## WHAT THE TASK ASKS
Write the line that includes "Category: red patio umbrella" and all subsequent lines, exactly as written, and nothing more.
--- PROVIDED DATA ---
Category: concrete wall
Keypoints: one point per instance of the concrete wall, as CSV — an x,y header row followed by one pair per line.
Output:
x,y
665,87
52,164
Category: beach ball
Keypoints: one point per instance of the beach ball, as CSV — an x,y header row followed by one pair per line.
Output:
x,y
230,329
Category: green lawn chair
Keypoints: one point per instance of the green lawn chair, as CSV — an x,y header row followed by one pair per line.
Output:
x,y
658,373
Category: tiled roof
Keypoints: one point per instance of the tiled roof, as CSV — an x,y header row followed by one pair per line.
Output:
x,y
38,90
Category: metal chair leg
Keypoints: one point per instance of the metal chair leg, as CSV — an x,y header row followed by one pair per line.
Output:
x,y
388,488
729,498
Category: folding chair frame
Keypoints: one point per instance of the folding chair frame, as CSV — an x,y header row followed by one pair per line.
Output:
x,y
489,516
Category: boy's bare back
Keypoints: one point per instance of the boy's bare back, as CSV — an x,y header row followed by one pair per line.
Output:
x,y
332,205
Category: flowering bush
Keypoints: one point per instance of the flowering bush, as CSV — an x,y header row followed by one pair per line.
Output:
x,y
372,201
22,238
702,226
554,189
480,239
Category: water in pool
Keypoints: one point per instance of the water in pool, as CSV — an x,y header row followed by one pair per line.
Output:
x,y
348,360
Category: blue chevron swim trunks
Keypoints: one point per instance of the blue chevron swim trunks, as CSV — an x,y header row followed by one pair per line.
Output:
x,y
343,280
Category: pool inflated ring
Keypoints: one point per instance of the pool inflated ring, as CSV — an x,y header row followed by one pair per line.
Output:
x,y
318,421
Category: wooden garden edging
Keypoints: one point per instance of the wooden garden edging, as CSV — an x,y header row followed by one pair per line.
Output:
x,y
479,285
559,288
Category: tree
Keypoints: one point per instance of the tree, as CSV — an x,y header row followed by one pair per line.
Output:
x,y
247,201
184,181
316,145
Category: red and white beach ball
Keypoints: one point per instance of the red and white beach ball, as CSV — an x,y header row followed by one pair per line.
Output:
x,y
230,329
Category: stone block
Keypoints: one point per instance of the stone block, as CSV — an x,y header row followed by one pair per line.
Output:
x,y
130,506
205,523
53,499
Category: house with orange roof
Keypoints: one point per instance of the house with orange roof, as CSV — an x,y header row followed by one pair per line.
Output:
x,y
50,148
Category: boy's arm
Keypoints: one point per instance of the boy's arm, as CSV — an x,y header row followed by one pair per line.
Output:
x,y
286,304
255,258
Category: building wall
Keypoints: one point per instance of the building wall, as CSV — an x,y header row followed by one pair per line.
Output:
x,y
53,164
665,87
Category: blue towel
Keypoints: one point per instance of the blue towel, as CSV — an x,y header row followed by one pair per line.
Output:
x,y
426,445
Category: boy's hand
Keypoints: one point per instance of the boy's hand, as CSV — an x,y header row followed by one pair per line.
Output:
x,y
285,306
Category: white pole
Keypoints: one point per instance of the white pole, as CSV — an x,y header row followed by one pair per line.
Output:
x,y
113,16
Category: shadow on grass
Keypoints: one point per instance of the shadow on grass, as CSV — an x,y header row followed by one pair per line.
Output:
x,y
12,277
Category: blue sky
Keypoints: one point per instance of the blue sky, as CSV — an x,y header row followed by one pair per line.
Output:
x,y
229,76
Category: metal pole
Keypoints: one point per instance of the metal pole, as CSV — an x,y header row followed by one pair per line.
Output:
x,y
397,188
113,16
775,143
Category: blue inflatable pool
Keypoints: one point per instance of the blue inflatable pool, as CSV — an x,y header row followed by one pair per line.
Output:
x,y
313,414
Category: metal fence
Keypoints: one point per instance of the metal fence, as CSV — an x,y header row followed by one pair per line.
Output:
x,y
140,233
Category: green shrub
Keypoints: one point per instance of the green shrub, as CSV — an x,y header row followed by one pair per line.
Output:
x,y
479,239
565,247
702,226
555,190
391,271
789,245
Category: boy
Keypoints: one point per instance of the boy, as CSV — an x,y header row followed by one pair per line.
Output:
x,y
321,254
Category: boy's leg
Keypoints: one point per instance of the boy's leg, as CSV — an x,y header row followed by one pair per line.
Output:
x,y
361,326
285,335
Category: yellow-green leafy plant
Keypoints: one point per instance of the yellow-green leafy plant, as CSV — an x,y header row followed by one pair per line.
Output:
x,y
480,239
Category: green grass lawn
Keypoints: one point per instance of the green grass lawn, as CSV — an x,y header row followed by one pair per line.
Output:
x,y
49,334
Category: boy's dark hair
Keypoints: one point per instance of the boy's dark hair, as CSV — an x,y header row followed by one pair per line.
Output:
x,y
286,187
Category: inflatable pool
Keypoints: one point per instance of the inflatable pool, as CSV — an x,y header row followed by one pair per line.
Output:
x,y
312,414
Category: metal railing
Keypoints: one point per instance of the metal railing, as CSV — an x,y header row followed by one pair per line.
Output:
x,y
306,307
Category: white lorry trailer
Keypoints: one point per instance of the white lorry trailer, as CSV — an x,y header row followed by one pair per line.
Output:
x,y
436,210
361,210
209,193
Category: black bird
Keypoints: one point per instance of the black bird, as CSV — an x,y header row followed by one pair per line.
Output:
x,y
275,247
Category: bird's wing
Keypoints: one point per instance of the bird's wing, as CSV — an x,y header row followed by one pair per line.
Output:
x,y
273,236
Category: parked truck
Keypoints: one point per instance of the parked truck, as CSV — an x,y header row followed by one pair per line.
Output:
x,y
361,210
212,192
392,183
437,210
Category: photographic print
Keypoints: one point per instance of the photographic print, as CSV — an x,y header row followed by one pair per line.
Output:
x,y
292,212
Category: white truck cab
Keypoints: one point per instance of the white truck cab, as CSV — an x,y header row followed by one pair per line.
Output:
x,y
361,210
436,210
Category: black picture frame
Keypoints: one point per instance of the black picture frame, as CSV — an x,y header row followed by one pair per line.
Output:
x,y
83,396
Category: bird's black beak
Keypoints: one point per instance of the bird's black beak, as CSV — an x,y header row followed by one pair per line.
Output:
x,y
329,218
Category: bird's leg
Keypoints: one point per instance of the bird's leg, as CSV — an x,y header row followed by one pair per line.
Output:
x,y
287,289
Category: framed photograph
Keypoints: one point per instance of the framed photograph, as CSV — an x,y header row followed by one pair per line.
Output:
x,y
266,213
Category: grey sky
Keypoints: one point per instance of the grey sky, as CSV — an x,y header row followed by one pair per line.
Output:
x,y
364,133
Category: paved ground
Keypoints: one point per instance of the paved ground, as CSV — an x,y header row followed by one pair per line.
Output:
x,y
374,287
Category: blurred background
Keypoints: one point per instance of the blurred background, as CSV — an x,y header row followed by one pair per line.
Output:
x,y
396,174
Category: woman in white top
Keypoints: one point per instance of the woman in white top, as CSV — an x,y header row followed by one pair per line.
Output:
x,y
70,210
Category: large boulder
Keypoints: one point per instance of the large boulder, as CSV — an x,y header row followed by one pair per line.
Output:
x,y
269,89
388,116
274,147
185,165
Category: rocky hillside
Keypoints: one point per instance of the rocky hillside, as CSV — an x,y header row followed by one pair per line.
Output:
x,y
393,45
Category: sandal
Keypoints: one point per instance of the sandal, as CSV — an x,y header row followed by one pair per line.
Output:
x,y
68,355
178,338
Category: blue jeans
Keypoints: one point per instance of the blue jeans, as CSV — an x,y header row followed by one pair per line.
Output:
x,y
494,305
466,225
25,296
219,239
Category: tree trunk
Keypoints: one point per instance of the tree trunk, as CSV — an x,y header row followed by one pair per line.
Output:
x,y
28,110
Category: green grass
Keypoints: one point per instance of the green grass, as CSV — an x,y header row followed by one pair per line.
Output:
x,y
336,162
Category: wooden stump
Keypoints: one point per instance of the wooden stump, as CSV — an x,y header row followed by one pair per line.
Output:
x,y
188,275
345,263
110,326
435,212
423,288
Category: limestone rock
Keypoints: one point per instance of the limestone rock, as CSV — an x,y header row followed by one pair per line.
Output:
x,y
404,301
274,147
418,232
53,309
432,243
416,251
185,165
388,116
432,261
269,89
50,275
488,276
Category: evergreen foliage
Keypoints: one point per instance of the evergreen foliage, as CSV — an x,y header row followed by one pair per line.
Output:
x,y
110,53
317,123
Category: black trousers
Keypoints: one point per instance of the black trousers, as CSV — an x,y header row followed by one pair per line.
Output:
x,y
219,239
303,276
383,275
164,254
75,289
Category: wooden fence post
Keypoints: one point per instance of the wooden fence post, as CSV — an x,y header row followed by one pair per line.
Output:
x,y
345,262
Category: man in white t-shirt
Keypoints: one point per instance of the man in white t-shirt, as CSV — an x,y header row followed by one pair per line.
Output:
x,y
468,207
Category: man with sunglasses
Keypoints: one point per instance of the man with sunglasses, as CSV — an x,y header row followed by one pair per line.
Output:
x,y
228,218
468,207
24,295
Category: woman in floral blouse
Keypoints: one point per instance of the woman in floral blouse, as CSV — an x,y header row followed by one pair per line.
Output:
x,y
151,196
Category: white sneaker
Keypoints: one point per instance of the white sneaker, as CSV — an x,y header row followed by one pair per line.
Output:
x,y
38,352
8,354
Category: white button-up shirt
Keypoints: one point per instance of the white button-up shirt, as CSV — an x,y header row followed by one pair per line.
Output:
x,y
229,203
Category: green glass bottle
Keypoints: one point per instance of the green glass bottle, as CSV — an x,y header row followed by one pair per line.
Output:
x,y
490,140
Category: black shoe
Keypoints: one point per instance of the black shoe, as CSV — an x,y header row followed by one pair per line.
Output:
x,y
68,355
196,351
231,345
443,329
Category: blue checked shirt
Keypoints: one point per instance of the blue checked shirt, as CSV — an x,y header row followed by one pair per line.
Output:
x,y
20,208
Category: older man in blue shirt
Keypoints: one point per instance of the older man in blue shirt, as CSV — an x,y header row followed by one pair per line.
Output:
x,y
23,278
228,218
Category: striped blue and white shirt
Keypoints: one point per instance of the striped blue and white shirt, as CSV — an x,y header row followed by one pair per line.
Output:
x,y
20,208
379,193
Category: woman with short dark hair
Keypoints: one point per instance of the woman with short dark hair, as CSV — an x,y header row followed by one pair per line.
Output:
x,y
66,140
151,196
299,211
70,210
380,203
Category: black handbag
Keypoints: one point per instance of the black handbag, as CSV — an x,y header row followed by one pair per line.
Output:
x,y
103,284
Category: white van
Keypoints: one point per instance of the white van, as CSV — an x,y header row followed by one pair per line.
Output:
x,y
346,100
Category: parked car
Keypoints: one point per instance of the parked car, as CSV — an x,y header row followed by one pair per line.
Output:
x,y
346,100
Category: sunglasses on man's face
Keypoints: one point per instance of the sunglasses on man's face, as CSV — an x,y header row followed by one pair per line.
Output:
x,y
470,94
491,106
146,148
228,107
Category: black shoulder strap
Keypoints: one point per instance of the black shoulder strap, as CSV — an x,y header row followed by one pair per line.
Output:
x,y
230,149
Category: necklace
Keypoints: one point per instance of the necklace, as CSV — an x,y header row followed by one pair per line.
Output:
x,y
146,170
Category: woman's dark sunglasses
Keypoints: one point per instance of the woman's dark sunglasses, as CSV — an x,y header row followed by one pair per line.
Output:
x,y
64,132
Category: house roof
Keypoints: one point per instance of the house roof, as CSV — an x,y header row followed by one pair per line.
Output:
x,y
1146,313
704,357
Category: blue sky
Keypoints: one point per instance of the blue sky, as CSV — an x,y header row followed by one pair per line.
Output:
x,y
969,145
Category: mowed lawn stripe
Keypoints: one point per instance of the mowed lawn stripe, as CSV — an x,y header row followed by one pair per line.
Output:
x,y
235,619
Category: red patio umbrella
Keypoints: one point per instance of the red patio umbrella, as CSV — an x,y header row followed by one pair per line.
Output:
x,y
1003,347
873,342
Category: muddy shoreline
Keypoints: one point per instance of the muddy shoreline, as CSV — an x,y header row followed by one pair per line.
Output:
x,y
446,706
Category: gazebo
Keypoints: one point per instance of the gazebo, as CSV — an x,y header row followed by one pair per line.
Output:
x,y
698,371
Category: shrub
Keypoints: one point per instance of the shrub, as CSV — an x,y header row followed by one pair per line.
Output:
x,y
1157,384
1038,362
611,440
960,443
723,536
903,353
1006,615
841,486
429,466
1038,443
---
## EXPECTED ANSWER
Category: red patio umbrella
Keypoints: one point per instance of the red patio umbrella, as CSV — an x,y header row followed by one pair per line.
Output:
x,y
1003,347
873,342
Category: muddy shoreline
Keypoints: one point per instance of the muddy shoreline, as CSV — an x,y header row followed by one pair per line.
Output:
x,y
446,706
Category: gazebo
Keypoints: one point per instance of the gazebo, as CSV — an x,y header row followed by one pair per line.
Output:
x,y
698,371
Category: shrub
Keypoints: one point per instance of the shrub, as CSV — an x,y header row followed by one pair per line.
Output:
x,y
1157,384
1038,362
611,440
960,443
723,536
903,353
1006,615
841,486
429,466
1038,443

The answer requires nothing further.